Information shown:
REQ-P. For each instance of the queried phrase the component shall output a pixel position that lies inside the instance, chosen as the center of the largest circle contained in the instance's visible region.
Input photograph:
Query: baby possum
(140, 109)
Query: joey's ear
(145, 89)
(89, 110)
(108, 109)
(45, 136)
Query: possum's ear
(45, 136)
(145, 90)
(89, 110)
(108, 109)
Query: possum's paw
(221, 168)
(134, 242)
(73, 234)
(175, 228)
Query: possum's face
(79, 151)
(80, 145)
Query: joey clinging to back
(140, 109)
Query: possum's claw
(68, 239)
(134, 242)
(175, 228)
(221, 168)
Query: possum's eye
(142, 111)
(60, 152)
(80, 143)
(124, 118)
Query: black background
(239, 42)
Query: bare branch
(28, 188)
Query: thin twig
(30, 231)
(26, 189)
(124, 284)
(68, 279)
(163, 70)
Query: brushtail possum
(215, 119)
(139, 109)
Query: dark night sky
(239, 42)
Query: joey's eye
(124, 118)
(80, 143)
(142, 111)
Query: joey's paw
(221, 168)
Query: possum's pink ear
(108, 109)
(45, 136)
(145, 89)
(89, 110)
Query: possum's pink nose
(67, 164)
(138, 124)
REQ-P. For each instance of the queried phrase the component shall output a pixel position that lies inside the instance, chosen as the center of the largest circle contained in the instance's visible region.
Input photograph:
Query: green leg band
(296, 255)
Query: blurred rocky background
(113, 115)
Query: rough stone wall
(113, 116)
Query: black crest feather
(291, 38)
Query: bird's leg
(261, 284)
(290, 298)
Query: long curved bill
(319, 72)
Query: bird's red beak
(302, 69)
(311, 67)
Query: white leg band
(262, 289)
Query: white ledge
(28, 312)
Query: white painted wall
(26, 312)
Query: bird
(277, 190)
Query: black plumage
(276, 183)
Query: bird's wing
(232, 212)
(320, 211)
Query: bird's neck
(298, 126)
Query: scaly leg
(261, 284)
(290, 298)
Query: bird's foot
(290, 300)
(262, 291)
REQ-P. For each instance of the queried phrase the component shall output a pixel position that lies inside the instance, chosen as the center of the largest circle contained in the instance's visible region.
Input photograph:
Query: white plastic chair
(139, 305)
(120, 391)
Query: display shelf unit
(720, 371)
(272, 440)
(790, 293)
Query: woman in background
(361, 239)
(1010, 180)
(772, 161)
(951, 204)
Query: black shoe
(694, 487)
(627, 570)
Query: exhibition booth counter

Exercise directions:
Put every line of the listing above into a numbered list, omitting any blank lines.

Answer:
1. REQ-P. For each instance of the queried phrase the component shall output a pixel position that lies inside the instance, chosen as the center of the largest circle contained in the instance's visible region.
2. Input photograph:
3. Query: baby possum
4. (140, 109)
5. Query: joey's ear
6. (145, 89)
7. (89, 110)
8. (108, 109)
9. (45, 136)
10. Query: possum's ear
11. (45, 136)
12. (145, 90)
13. (89, 110)
14. (108, 109)
15. Query: possum's paw
16. (221, 168)
17. (134, 242)
18. (73, 234)
19. (175, 228)
20. Query: possum's face
21. (79, 151)
22. (80, 145)
23. Query: joey clinging to back
24. (140, 109)
25. Query: possum's claw
26. (68, 239)
27. (134, 242)
28. (175, 228)
29. (221, 168)
30. Query: possum's eye
31. (142, 111)
32. (60, 152)
33. (80, 143)
34. (124, 118)
35. Query: black background
36. (239, 42)
37. Query: bare branch
38. (28, 188)
39. Query: thin twig
40. (30, 231)
41. (26, 189)
42. (124, 284)
43. (68, 279)
44. (163, 70)
45. Query: brushtail possum
46. (215, 119)
47. (139, 109)
48. Query: dark night sky
49. (239, 42)
50. Query: joey's eye
51. (124, 118)
52. (80, 143)
53. (142, 111)
54. Query: joey's paw
55. (221, 168)
56. Query: possum's pink ear
57. (108, 109)
58. (45, 136)
59. (145, 89)
60. (89, 110)
61. Query: possum's pink nose
62. (67, 164)
63. (138, 124)
64. REQ-P. For each instance of the queried phrase the component shall output a pixel position that lies inside the instance, chosen as the center of the largest circle contained in the instance's visible region.
65. Input photograph:
66. Query: green leg band
67. (296, 255)
68. Query: blurred rocky background
69. (113, 115)
70. Query: rough stone wall
71. (113, 116)
72. Query: black crest feather
73. (291, 38)
74. Query: bird's leg
75. (261, 284)
76. (290, 298)
77. Query: long curved bill
78. (319, 72)
79. Query: bird's red beak
80. (302, 69)
81. (311, 67)
82. Query: white leg band
83. (262, 289)
84. Query: white ledge
85. (28, 312)
86. Query: white painted wall
87. (26, 312)
88. Query: bird
89. (277, 190)
90. Query: black plumage
91. (276, 183)
92. Query: bird's wing
93. (232, 212)
94. (320, 211)
95. Query: bird's neck
96. (298, 126)
97. Query: scaly leg
98. (261, 284)
99. (290, 298)
100. Query: bird's foot
101. (290, 300)
102. (262, 291)
103. REQ-P. For each instance of the queried phrase the component shall output a pixel position that lies inside the instance, chosen as the center of the largest circle contained in the instance's visible region.
104. Input photograph:
105. Query: white plastic chair
106. (139, 305)
107. (120, 391)
108. Query: display shelf unit
109. (720, 371)
110. (272, 440)
111. (790, 293)
112. Query: woman in background
113. (361, 239)
114. (1010, 180)
115. (772, 161)
116. (951, 204)
117. Query: black shoe
118. (694, 487)
119. (627, 570)
120. Query: exhibition booth counter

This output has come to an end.